Problem to work on
Please repeat the records below, replacing "even-odd" with "nonzero" wherever it occurs and changing nothing else.

Dataset records

.....

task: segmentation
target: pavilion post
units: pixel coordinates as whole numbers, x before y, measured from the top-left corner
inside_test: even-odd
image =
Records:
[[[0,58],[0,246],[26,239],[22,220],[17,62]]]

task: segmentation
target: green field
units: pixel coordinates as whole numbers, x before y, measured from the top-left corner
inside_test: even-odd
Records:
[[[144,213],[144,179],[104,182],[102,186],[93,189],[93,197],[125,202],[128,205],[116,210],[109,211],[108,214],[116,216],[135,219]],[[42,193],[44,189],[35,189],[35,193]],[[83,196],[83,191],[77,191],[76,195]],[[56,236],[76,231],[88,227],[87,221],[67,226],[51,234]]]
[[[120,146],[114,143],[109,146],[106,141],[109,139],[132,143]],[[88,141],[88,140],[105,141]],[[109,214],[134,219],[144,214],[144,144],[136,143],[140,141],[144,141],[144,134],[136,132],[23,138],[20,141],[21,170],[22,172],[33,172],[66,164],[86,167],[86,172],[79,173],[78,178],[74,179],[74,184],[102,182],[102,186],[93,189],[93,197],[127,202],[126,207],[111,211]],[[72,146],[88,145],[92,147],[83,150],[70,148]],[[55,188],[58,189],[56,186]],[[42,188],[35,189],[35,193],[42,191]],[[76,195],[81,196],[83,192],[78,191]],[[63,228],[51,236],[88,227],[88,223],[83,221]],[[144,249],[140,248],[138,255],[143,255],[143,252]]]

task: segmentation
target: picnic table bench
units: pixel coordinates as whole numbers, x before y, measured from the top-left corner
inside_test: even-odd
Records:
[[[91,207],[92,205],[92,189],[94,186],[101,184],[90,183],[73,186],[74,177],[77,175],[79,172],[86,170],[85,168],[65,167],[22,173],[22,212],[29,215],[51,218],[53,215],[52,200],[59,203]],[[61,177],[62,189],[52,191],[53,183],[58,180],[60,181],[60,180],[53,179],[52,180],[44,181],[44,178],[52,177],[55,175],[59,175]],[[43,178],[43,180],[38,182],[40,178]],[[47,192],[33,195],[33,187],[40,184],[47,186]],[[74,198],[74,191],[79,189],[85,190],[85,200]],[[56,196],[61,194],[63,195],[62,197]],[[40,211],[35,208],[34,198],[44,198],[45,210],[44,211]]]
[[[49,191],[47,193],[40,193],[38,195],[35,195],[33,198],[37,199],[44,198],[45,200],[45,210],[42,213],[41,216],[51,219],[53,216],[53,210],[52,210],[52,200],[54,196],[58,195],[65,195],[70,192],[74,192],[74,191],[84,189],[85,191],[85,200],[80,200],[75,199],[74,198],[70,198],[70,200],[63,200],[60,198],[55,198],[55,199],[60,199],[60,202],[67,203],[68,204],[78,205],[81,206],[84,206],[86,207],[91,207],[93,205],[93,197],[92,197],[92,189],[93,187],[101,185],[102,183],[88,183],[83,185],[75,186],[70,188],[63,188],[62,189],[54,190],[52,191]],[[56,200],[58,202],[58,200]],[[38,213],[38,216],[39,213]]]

.....

Reply
task: segmentation
target: pavilion post
units: pixel coordinates as whole numbers, x before y, measured from the top-left corner
inside_test: nonzero
image =
Records:
[[[0,58],[0,246],[26,239],[22,220],[17,62]]]

task: segmentation
target: green field
units: pixel coordinates as whole numbers, x before y, measured from the top-left corner
inside_test: nonzero
Records:
[[[144,213],[144,179],[104,182],[102,186],[93,189],[93,197],[125,202],[128,205],[116,210],[109,211],[108,214],[116,216],[135,219]],[[42,193],[44,189],[35,189],[35,193]],[[83,196],[83,191],[77,191],[76,195]],[[56,236],[76,231],[88,227],[87,221],[67,226],[51,234]]]
[[[120,146],[114,143],[109,146],[106,141],[109,139],[132,143]],[[88,141],[88,140],[105,141]],[[109,214],[134,219],[144,214],[144,144],[136,143],[140,141],[144,141],[144,134],[136,132],[23,138],[20,141],[21,170],[22,172],[33,172],[66,164],[86,167],[86,172],[79,173],[78,178],[74,179],[74,184],[102,182],[102,186],[93,189],[93,197],[127,202],[126,207],[111,211]],[[72,146],[88,145],[92,147],[83,150],[70,148]],[[55,188],[58,189],[56,186]],[[42,188],[35,189],[35,193],[42,191]],[[76,195],[81,196],[83,192],[78,191]],[[63,228],[51,236],[88,227],[88,223],[83,221]],[[144,249],[140,248],[138,255],[143,255],[143,252]]]

task: segmentation
target: picnic table bench
units: pixel coordinates as whole numbers, x before y, measured from the top-left corner
inside_test: nonzero
Records:
[[[91,207],[92,205],[92,189],[94,186],[101,184],[90,183],[73,186],[74,177],[77,175],[79,172],[86,170],[85,168],[65,167],[22,173],[22,212],[29,215],[51,218],[53,215],[52,200],[59,203]],[[61,177],[62,189],[52,191],[53,183],[58,180],[60,181],[60,180],[53,179],[52,180],[44,181],[44,178],[52,177],[55,175],[59,175]],[[43,178],[43,180],[38,182],[40,178]],[[47,192],[33,195],[33,187],[40,184],[47,186]],[[74,198],[74,191],[79,189],[85,190],[85,200]],[[56,196],[61,194],[63,195],[62,197]],[[40,211],[35,208],[34,198],[44,198],[45,210],[44,211]]]
[[[49,191],[47,193],[40,193],[38,195],[35,195],[33,198],[37,199],[44,198],[45,200],[45,210],[42,213],[41,216],[51,219],[53,216],[53,210],[52,210],[52,200],[54,196],[58,195],[65,195],[70,192],[74,192],[74,191],[84,189],[85,191],[85,200],[80,200],[75,199],[74,198],[70,198],[70,200],[63,200],[60,198],[55,198],[55,199],[60,199],[60,202],[67,203],[68,204],[78,205],[81,206],[84,206],[86,207],[91,207],[93,205],[93,197],[92,197],[92,189],[93,187],[101,185],[102,183],[88,183],[83,185],[75,186],[70,188],[63,188],[62,189],[54,190],[52,191]],[[56,200],[58,202],[58,200]],[[38,213],[38,216],[39,213]]]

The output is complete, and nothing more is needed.